**Goal of the exercise**.
Reproduce word for word the portion of the Fr. Fahy chronology below that begins with "1837: administrator at" and ends with "before 27 May.".

1833-34: at Rome (San Clemente by 30 April 1833) until departure for Ireland on
31 March 1834.

1834-36: in Somerset, Ohio and Kentucky, diocese of Cincinnati. Health already ruined by 11 October 1835.

1836: at Loughrea, recovering his health (September). Rector of pro-cathedral under bishop Coen of Clonfert.

1837: administrator at parish of Kilmoremoy (Ballina), diocese of Killala, under Dr Francis O'Finan O.P. (February-April). Signs document as such on 16 February 1837 and O'Finan at Ballina regrets his departure before 27 May.

1837-1838: curate Loughrea parish, diocese of Clonfert.

1839 (June)-1842: prior of Black Abbey, Kilkenny.

1843: left Ireland for Argentina (September).

1844: arrives in Buenos Aires from Liverpool in the brig Plata (11 January).

1847: writes to the Archbishop of Dublin to recommend the Irish to emigrate to Argentina. At the same time, heads a committee to launch the Irish Relief Fund, which remits £411-1-10 to Dublin for the victims of the famine in Ireland.

1848: opens the Irish Immigrant Infirmary of Buenos Aires, primarily to provide refuge and nursing to the sickly newcomers. Eventually, the infirmary became a permanent hospital on a small scale for all who needed medical treatment.

1849: a negative article against Buenos Aires Governor Juan Manuel de Rosas is published in the Dublin Review (March). Fr. Fahy writes a letter to La Gaceta Mercantil to support Rosas and to express his 'gratitude towards this country and its Government.' He is thanked for his intervention by the State Congress.

1850: purchases a property in the outskirts of the city facing the streets now known as Riobamba and Tucumán, with the intention of raising thereon an important Irish Hospital.

1852: having arranged for Capilla San Roque on the corner of Defensa and Alsina streets in Buenos Aires (and immediately adjacent to Convento San Francisco) to be used by the Irish community, Fr. Fahy provides benches, an organ, a confessional and a pulpit. Every six months, he travels to the interior parishes of the province and, during five or ten days, he held stations in different districts to say Mass, administer the sacraments, and preach.

1853: arranges and pays for the expenses of six seminarians of All Hallows in Dublin to be especially prepared to act as Irish chaplains in Argentina.

1856: divides the territory into four chaplaincies, and each one is entrusted to a resident chaplain, with Fr. Fahy as their Dean or Vicare Forane. The Sisters of Mercy arrive in Buenos Aires (24 February). Fr. Kirwan is sent by Fr. Fahy to visit the Catholics residing in Falklands/Malvinas Islands.

**Dataset records**.

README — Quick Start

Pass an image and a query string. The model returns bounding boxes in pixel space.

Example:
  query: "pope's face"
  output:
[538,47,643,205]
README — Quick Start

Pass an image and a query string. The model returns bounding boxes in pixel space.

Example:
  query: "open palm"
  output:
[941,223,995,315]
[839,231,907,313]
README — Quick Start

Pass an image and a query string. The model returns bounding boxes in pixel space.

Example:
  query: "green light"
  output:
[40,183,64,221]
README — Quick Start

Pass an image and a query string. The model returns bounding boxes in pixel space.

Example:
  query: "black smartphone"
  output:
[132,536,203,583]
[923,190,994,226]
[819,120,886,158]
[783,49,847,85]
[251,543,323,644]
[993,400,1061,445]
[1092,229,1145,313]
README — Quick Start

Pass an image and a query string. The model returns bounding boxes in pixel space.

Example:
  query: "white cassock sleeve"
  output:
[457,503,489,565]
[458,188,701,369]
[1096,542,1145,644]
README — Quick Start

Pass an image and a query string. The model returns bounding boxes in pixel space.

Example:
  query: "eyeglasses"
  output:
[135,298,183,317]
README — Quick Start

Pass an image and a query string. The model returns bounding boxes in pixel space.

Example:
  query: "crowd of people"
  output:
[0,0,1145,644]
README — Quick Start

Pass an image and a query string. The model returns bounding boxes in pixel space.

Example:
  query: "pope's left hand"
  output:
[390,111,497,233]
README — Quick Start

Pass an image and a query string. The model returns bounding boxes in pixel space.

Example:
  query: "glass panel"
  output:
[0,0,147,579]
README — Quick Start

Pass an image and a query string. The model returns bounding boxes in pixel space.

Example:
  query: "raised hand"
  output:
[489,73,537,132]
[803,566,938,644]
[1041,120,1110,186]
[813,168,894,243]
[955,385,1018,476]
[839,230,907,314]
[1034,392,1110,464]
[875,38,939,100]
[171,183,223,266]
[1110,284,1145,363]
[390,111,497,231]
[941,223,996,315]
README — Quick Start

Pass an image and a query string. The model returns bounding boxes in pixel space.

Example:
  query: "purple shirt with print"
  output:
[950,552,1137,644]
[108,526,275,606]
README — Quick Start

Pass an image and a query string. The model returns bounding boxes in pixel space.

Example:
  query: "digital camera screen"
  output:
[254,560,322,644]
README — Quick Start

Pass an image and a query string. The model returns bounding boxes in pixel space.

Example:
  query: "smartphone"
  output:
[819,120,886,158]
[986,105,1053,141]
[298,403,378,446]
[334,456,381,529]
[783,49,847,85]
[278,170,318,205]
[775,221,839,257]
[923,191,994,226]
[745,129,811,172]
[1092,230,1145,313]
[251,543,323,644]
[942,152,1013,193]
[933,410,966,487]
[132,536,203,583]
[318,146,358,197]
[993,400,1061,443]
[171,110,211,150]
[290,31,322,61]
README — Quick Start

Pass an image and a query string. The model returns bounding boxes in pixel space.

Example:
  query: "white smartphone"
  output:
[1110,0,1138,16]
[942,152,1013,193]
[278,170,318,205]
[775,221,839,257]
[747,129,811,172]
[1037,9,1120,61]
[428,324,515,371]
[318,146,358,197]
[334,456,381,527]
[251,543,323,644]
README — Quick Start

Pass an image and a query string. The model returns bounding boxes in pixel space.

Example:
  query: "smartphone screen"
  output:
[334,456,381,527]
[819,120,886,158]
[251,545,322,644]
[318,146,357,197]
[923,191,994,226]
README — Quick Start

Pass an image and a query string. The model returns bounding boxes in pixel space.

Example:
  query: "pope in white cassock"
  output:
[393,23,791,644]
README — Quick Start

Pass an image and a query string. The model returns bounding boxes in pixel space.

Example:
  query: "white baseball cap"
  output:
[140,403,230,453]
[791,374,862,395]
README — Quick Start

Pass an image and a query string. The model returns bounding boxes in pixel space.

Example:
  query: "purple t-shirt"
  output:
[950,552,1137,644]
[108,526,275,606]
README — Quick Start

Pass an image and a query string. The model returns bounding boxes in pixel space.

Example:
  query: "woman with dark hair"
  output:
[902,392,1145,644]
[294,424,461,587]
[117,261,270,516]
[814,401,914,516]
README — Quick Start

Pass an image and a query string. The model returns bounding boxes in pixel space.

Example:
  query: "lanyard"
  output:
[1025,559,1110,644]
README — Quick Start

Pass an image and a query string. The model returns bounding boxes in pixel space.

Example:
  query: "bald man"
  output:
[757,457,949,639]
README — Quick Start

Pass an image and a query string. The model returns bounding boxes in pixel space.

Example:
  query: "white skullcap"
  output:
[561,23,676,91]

**Your response**.
1837: administrator at parish of Kilmoremoy (Ballina), diocese of Killala, under Dr Francis O'Finan O.P. (February-April). Signs document as such on 16 February 1837 and O'Finan at Ballina regrets his departure before 27 May.